## Given exercise
Could you arrange the lines of the material as a numbered list, beginning at the line that has "Would you please tag the chain" and stopping after the final line of the material, with both of those lines included and blank lines omitted?

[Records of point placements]
++++++++++++++++++++

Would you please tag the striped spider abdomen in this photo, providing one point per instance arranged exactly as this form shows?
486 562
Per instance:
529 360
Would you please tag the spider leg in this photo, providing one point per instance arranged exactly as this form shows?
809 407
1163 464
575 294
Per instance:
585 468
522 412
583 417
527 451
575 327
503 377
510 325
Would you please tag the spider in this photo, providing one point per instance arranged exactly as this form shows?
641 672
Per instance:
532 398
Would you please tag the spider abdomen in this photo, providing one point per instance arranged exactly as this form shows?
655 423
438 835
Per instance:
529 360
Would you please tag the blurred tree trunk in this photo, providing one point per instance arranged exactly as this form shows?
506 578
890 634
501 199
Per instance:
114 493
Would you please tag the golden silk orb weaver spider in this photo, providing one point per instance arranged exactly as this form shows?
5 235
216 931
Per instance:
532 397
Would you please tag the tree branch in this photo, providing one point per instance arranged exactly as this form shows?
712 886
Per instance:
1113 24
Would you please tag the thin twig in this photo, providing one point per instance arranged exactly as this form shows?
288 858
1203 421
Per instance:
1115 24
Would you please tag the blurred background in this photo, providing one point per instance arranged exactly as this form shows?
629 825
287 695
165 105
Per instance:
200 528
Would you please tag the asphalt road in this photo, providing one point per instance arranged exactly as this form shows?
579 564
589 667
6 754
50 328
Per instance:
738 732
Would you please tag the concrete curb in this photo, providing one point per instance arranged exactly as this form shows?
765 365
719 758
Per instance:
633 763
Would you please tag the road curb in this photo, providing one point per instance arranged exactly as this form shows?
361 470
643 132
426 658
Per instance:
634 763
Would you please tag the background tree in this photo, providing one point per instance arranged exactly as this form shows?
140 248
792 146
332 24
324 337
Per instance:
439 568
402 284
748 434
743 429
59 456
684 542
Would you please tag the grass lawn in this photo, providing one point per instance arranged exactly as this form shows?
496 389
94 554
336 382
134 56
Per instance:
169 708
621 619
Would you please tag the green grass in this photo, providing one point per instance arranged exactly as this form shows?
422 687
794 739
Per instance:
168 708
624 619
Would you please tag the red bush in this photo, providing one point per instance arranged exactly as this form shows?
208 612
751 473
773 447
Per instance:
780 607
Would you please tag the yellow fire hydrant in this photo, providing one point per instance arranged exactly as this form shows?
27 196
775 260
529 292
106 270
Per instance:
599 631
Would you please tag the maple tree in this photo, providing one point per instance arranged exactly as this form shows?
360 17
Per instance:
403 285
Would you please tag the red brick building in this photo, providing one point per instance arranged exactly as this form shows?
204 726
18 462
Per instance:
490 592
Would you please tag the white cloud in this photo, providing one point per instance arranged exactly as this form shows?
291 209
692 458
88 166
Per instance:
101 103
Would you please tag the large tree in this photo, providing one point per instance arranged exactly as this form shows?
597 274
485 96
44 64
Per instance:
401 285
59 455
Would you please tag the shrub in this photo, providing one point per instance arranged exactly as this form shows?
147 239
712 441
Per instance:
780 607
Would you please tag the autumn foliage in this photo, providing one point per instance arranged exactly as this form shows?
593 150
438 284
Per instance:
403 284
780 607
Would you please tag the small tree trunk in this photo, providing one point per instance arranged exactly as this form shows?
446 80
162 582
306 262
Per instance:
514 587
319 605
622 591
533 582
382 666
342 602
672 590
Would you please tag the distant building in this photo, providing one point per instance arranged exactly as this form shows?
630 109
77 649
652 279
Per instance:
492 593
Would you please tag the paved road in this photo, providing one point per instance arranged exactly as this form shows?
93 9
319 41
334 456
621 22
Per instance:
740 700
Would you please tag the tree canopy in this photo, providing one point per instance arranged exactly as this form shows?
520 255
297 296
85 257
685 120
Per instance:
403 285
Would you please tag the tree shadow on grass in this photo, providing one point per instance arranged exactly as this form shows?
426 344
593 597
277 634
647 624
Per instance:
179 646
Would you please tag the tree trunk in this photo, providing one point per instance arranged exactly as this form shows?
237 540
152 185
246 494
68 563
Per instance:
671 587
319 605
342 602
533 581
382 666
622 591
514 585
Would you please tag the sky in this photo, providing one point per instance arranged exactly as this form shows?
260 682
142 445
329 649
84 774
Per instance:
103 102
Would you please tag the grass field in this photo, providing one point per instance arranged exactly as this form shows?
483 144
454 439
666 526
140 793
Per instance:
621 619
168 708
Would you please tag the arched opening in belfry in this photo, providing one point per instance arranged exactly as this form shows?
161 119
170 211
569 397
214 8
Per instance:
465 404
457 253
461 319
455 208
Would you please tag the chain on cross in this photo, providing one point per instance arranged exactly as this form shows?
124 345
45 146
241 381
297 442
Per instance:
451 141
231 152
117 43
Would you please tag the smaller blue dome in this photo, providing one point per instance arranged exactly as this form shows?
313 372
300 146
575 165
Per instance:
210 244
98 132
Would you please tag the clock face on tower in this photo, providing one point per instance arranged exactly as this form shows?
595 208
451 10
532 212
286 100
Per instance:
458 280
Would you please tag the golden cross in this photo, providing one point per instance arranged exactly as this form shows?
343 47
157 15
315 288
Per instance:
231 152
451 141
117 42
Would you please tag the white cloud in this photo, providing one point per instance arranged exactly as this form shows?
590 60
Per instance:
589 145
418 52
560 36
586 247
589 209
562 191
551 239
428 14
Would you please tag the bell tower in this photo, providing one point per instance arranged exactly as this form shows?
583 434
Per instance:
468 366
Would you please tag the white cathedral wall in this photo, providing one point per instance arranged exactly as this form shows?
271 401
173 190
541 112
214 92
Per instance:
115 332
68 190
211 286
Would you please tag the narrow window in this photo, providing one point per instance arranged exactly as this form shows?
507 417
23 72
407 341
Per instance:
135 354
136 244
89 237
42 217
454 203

++++++++++++++++++++

## Correct answer
1. Would you please tag the chain on cross in this photo, providing one point per instance arranged exactly as this form shows?
2. 124 345
3. 45 146
4. 241 381
5. 297 442
6. Per instance:
7. 451 141
8. 231 152
9. 117 43
10. Would you please tag the smaller blue dome in this photo, providing one point per instance arranged exactly as this form shows?
11. 313 372
12. 300 146
13. 575 165
14. Per instance:
15. 210 244
16. 98 132
17. Would you please tag the clock face on tower in this photo, providing one point per instance arranged exactly as this form shows?
18. 595 208
19. 451 10
20. 532 212
21. 286 100
22. Per instance:
23. 458 280
24. Would you please tag the golden cross in this photo, providing one point per instance arranged exactly as this form shows?
25. 343 47
26. 157 15
27. 315 288
28. Per instance:
29. 231 152
30. 451 141
31. 117 42
32. Would you please tag the white cloud in this photo, providing one point per instance arranged exactly as this form shows?
33. 590 60
34. Per instance:
35. 589 145
36. 418 52
37. 560 36
38. 586 247
39. 589 209
40. 562 191
41. 551 239
42. 428 14
43. Would you please tag the bell tower in this photo, providing one point per instance arranged exactly as this form shows?
44. 583 434
45. Per instance:
46. 468 366
47. Would you please tag the white cathedral wall in this photo, providing one point per instance arranged exactly as this form shows?
48. 271 401
49. 173 190
50. 541 112
51. 214 92
52. Per instance:
53. 115 332
54. 68 190
55. 211 286
56. Would you please tag the narrow window in this photo, providing one point per instance arranged exactly as this form shows?
57. 507 417
58. 23 72
59. 407 341
60. Per instance:
61. 135 354
62. 136 244
63. 89 237
64. 42 217
65. 454 203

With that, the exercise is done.